Task prompt:
Go through the data below. List every line that holds the word "slope".

Stored data entries:
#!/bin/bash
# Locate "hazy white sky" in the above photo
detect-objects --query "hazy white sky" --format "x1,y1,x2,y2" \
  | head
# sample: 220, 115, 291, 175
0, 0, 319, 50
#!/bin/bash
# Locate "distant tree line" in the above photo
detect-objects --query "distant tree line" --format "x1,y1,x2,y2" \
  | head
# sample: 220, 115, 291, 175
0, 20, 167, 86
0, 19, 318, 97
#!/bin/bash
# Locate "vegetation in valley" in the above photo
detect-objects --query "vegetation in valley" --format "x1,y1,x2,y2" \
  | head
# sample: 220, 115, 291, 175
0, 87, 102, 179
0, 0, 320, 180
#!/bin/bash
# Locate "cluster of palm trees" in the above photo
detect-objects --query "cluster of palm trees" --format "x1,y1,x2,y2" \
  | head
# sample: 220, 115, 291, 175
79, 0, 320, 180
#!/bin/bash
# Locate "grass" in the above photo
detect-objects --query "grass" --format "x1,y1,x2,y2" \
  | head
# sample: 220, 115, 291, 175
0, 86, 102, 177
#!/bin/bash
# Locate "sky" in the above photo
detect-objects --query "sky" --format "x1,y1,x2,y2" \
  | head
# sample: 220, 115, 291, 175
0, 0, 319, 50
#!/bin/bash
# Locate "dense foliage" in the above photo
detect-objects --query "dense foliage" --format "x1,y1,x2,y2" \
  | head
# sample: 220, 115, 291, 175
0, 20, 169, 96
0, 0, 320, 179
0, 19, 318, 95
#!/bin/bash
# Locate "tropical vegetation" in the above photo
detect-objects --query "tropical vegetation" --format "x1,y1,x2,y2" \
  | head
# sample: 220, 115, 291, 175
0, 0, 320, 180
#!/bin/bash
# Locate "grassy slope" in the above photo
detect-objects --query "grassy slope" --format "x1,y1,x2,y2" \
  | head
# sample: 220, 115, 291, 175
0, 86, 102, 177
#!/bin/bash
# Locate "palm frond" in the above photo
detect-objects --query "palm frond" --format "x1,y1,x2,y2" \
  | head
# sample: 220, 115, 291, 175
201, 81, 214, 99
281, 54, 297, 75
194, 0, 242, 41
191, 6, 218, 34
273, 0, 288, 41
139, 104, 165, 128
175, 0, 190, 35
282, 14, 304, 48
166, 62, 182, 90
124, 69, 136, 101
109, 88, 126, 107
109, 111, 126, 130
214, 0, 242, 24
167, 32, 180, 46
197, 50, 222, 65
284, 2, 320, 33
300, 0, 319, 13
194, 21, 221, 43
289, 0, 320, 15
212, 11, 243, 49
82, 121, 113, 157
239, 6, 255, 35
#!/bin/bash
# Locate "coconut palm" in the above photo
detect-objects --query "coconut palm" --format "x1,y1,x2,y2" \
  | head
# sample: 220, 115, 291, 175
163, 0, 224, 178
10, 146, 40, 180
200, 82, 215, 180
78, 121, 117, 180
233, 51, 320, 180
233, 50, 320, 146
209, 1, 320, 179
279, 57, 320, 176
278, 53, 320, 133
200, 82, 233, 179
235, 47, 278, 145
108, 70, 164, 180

Reply:
# Locate "grassy slope" in the above photo
detect-objects --query "grassy slope" --format "x1,y1,x2,y2" \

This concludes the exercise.